> **The task**: Could you set out every line of the items below as a numbered list, leaving out the blank lines?

Region annotation entries
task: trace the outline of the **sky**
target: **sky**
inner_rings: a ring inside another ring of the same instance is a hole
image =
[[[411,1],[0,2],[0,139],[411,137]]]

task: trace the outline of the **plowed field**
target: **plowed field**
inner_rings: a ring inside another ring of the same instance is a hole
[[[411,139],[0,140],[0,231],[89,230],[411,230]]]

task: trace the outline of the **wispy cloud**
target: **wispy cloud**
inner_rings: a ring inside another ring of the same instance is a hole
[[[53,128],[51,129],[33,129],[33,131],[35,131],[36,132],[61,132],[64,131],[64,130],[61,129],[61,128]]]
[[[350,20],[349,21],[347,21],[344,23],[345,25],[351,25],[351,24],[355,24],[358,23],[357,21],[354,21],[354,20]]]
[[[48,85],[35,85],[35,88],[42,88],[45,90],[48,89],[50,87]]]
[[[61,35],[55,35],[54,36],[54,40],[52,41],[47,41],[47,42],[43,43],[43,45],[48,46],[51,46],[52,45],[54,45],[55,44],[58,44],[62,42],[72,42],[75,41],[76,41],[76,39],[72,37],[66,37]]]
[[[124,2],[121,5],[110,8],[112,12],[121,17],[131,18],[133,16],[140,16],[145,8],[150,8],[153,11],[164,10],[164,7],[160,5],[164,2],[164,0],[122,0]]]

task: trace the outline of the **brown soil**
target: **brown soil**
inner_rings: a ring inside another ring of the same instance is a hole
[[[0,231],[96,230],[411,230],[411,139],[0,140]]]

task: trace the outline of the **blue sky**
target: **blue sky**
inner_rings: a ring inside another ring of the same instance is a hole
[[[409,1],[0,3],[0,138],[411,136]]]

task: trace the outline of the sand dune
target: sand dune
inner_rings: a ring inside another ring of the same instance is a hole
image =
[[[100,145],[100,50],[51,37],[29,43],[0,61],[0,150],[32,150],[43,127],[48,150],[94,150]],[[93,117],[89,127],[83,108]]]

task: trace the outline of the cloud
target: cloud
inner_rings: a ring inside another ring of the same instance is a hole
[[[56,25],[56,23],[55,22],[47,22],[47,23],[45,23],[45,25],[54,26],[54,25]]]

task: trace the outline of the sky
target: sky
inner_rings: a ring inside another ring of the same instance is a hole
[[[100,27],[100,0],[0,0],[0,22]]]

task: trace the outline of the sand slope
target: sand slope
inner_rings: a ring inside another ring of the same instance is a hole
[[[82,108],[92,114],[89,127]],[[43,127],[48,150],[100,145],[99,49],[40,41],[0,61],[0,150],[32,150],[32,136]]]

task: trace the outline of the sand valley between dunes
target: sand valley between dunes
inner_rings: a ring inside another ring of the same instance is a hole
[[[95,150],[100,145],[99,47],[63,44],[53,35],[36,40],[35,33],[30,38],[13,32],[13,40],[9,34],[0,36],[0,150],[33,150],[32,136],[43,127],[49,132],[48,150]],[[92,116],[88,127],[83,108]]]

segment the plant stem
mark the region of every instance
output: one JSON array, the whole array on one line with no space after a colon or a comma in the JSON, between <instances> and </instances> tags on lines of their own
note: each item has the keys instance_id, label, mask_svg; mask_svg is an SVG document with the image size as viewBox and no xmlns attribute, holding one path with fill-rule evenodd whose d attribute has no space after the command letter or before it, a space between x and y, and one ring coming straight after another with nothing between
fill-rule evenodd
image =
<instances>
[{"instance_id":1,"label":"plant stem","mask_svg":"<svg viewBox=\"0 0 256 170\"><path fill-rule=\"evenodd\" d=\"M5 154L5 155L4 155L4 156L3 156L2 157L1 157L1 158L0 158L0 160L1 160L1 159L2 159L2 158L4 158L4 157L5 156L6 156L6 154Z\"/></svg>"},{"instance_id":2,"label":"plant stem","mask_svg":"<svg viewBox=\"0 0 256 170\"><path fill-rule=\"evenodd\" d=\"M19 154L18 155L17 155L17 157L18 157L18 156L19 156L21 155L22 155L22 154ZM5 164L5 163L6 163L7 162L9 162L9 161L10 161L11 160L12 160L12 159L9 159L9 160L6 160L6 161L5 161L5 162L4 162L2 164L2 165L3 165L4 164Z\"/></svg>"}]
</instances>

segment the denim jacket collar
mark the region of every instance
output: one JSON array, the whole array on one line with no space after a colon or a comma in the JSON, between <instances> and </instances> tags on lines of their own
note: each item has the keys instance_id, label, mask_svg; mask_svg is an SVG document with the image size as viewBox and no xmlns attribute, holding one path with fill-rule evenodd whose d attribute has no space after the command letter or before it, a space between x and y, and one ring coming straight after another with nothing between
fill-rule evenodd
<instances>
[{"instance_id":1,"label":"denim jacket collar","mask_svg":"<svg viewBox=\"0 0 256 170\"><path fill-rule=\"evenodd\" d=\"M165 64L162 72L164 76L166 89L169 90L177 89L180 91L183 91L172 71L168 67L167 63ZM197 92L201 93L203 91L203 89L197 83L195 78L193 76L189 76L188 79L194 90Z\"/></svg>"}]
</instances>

> **Answer to this problem**:
1. task: trace the outline of the **sky**
2. target: **sky**
3. inner_rings: a ring inside another ring of the same instance is a hole
4. image =
5. [[[411,1],[0,2],[0,139],[411,137]]]
6. task: trace the outline of the **plowed field**
7. target: **plowed field**
8. inner_rings: a ring inside another ring of the same instance is a hole
9. [[[411,139],[0,140],[0,231],[89,230],[411,230]]]
10. task: trace the outline of the **wispy cloud**
11. target: **wispy cloud**
12. inner_rings: a ring inside another ring of the same instance is a hole
13. [[[53,128],[51,129],[33,129],[33,131],[35,131],[36,132],[61,132],[64,131],[64,130],[61,129],[61,128]]]
14. [[[350,20],[349,21],[347,21],[344,23],[345,25],[351,25],[351,24],[355,24],[358,23],[357,21],[354,21],[354,20]]]
15. [[[48,85],[35,85],[35,88],[42,88],[45,90],[48,89],[50,87]]]
16. [[[61,35],[55,35],[54,36],[54,40],[52,41],[47,41],[47,42],[43,43],[43,45],[48,46],[51,46],[52,45],[54,45],[55,44],[58,44],[62,42],[72,42],[75,41],[76,41],[76,39],[72,37],[66,37]]]
17. [[[124,2],[121,5],[110,8],[112,12],[121,17],[131,18],[133,16],[140,16],[145,8],[150,8],[153,11],[164,10],[164,7],[160,5],[164,2],[164,0],[122,0]]]
18. task: trace the outline of the **brown soil**
19. target: **brown soil**
20. inner_rings: a ring inside another ring of the same instance is a hole
21. [[[0,231],[96,230],[411,230],[411,139],[0,140]]]
22. task: trace the outline of the **blue sky**
23. target: **blue sky**
24. inner_rings: a ring inside another ring of the same instance is a hole
25. [[[409,1],[0,3],[0,138],[411,136]]]
26. task: trace the outline of the sand dune
27. target: sand dune
28. inner_rings: a ring inside another ring of the same instance is a hole
29. image =
30. [[[100,145],[100,50],[51,37],[29,43],[0,61],[0,150],[32,150],[43,127],[48,150],[94,150]],[[93,117],[89,127],[83,108]]]
31. task: trace the outline of the cloud
32. target: cloud
33. inner_rings: a ring inside another ring of the same instance is a hole
34. [[[56,25],[56,23],[55,22],[47,22],[47,23],[45,23],[45,25],[54,26],[54,25]]]
35. task: trace the outline of the sky
36. target: sky
37. inner_rings: a ring inside another ring of the same instance is a hole
38. [[[100,27],[100,0],[0,0],[0,22]]]
39. task: trace the outline of the sand slope
40. target: sand slope
41. inner_rings: a ring inside another ring of the same instance is a hole
42. [[[82,108],[92,114],[89,127]],[[43,127],[48,150],[100,145],[99,49],[40,41],[0,61],[0,150],[32,150],[32,136]]]
43. task: trace the outline of the sand valley between dunes
44. target: sand valley between dunes
45. inner_rings: a ring inside another ring of the same instance is a hole
46. [[[95,150],[100,145],[99,47],[63,44],[53,35],[36,40],[35,33],[30,38],[13,32],[13,40],[9,34],[0,36],[0,150],[33,150],[32,136],[43,127],[49,132],[48,150]],[[92,116],[88,127],[83,108]]]
47. segment the plant stem
48. mark the region of every instance
49. output: one JSON array, the whole array on one line with no space after a colon or a comma in the JSON, between <instances> and </instances> tags on lines of their own
50. note: each item has the keys instance_id, label, mask_svg; mask_svg is an SVG document with the image size as viewBox and no xmlns attribute, holding one path with fill-rule evenodd whose d attribute has no space after the command letter or before it, a space between x and y, and one ring coming straight after another with nothing between
51. fill-rule evenodd
52. image =
53. <instances>
54. [{"instance_id":1,"label":"plant stem","mask_svg":"<svg viewBox=\"0 0 256 170\"><path fill-rule=\"evenodd\" d=\"M5 154L5 155L4 155L4 156L3 156L2 157L1 157L1 158L0 158L0 160L1 160L1 159L2 159L2 158L4 158L4 157L5 156L6 156L6 154Z\"/></svg>"},{"instance_id":2,"label":"plant stem","mask_svg":"<svg viewBox=\"0 0 256 170\"><path fill-rule=\"evenodd\" d=\"M19 154L18 155L17 155L17 157L18 157L18 156L19 156L21 155L22 155L22 154ZM5 164L5 163L6 163L7 162L9 162L9 161L10 161L11 160L12 160L12 159L9 159L9 160L6 160L6 161L5 161L5 162L4 162L2 164L2 165L3 165L4 164Z\"/></svg>"}]
55. </instances>
56. segment the denim jacket collar
57. mark the region of every instance
58. output: one JSON array, the whole array on one line with no space after a colon or a comma in the JSON, between <instances> and </instances> tags on lines of their own
59. note: each item has the keys instance_id, label, mask_svg; mask_svg is an SVG document with the image size as viewBox and no xmlns attribute, holding one path with fill-rule evenodd whose d attribute has no space after the command letter or before it, a space between x and y, and one ring coming straight after another with nothing between
60. fill-rule evenodd
61. <instances>
62. [{"instance_id":1,"label":"denim jacket collar","mask_svg":"<svg viewBox=\"0 0 256 170\"><path fill-rule=\"evenodd\" d=\"M165 64L162 72L164 76L166 89L169 90L177 89L180 91L183 91L172 71L168 67L167 63ZM197 92L201 93L203 91L203 89L197 83L195 78L193 76L189 76L188 79L194 90Z\"/></svg>"}]
63. </instances>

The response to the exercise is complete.